# [Task details]
One number is all that is asked for: the number of lines below that hold the string "blurred".

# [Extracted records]
------------------------------------------------------------

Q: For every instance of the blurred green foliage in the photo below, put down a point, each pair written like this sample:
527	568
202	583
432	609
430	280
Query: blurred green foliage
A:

------------------------------------------------------------

# [Completed exercise]
2